### [Given text]
Cops deserve due process. But not in slow motion. They deserve the same investigative diligence offered to anyone in society who is accused of homicide.

No identified civilian shooting suspect roams the streets for 400 days without facing charges—subsidized by a government desk job, no less—until authorities scrape over every scintilla of evidence. Authorities already know what is on the Jamar Clark shooting video. Minneapolis’ citizenry cannot wait a year to know what its leaders already know.

We deserve to know what happened. What’s more, as the Minnesota Coalition on Government Information points out, we have a legal right to know what happened:

Even after a criminal investigation has been opened, certain data still remains public, even though other, related data gets converted into various forms of “not public” data. Data that is public “at all times” includes certain arrest data, including data documenting whether any weapons were used by police, or whether there was any resistance encountered by police. If this data exists in the form of a video recording, any portion of the recording that documents such details is public data. In the Jamar Clark case, the BCA has indicated that it holds certain video of the incident.

### [Exercise set]
1. In the passage on the Jamar Clark shooting video, which organization says the public has a legal right to know what happened?
2. Retype the part of the Jamar Clark passage between "No identified civilian" and "leaders already know.", inclusive.

### [Listed records]
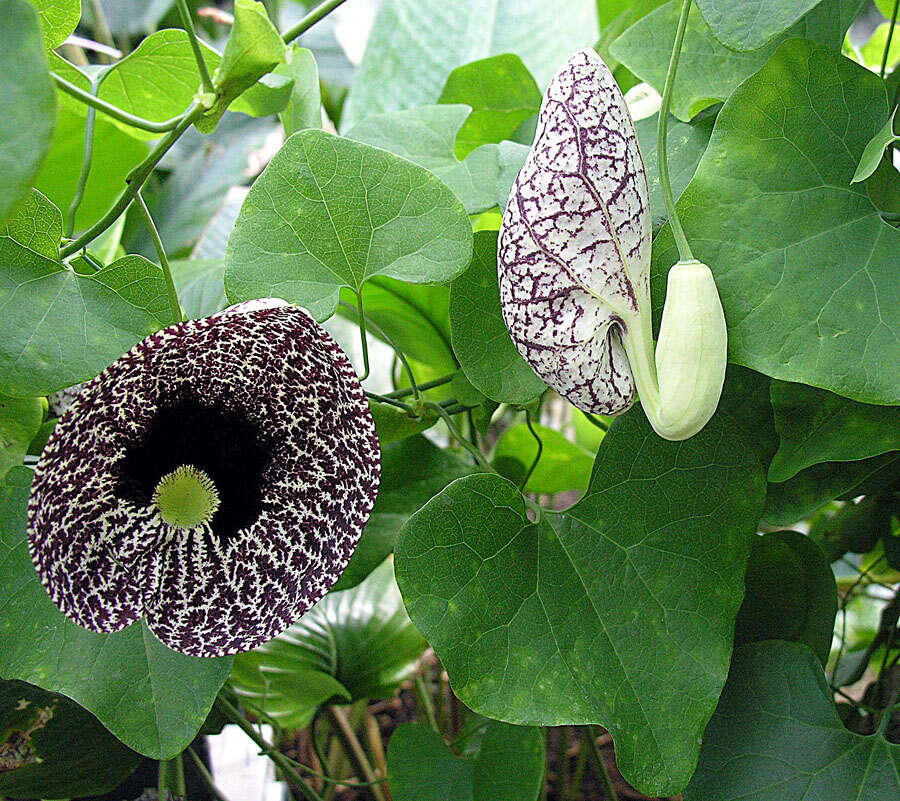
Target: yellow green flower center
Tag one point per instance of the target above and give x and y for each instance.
(186, 497)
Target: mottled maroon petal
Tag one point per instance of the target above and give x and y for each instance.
(106, 560)
(574, 251)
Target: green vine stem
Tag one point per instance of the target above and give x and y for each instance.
(318, 13)
(204, 775)
(662, 154)
(477, 455)
(177, 315)
(110, 110)
(354, 750)
(135, 179)
(283, 762)
(423, 699)
(185, 13)
(86, 161)
(590, 738)
(170, 782)
(887, 44)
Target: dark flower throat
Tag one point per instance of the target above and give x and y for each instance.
(222, 442)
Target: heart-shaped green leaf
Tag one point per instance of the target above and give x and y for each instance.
(502, 94)
(776, 734)
(808, 299)
(151, 698)
(619, 611)
(353, 644)
(509, 765)
(791, 593)
(329, 212)
(55, 749)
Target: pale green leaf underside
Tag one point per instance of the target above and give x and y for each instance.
(329, 212)
(619, 611)
(805, 266)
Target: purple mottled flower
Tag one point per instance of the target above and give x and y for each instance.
(215, 479)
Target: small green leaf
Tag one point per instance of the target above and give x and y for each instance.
(742, 25)
(428, 136)
(509, 765)
(329, 212)
(353, 644)
(29, 102)
(304, 109)
(619, 611)
(416, 44)
(502, 94)
(58, 18)
(151, 698)
(254, 48)
(563, 466)
(58, 328)
(412, 472)
(776, 734)
(480, 338)
(871, 156)
(792, 500)
(201, 286)
(20, 420)
(818, 426)
(57, 749)
(708, 72)
(791, 593)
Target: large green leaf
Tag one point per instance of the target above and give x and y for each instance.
(151, 698)
(115, 154)
(791, 500)
(502, 94)
(428, 136)
(563, 465)
(509, 765)
(29, 102)
(353, 644)
(480, 338)
(687, 142)
(415, 44)
(817, 426)
(708, 71)
(619, 611)
(55, 748)
(776, 734)
(20, 419)
(58, 328)
(413, 471)
(743, 25)
(791, 593)
(330, 212)
(806, 267)
(58, 18)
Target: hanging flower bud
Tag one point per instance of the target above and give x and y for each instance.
(574, 267)
(215, 479)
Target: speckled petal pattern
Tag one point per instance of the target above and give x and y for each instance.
(268, 373)
(574, 250)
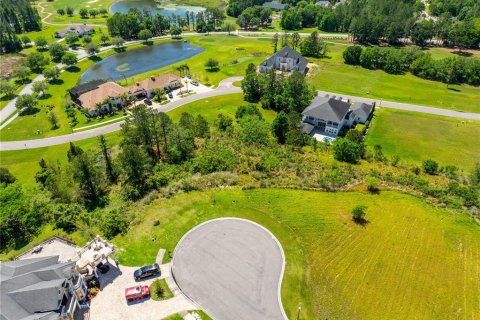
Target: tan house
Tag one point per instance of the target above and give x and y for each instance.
(107, 95)
(145, 88)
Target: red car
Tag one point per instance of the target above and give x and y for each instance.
(135, 293)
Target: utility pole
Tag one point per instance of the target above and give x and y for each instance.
(299, 309)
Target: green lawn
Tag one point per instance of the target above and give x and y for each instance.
(410, 261)
(335, 76)
(23, 164)
(211, 107)
(233, 54)
(162, 284)
(416, 137)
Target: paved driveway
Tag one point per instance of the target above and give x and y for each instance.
(110, 303)
(231, 268)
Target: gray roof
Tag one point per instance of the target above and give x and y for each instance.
(30, 287)
(275, 5)
(286, 51)
(325, 4)
(327, 108)
(362, 109)
(77, 28)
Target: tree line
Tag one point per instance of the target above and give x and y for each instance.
(16, 17)
(99, 190)
(142, 24)
(450, 70)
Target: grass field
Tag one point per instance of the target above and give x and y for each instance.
(233, 54)
(211, 107)
(23, 164)
(416, 137)
(335, 76)
(410, 261)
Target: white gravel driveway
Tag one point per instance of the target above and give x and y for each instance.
(110, 303)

### [The answers]
1. The Minnesota Coalition on Government Information.

2.
No identified civilian shooting suspect roams the streets for 400 days without facing charges—subsidized by a government desk job, no less—until authorities scrape over every scintilla of evidence. Authorities already know what is on the Jamar Clark shooting video. Minneapolis’ citizenry cannot wait a year to know what its leaders already know.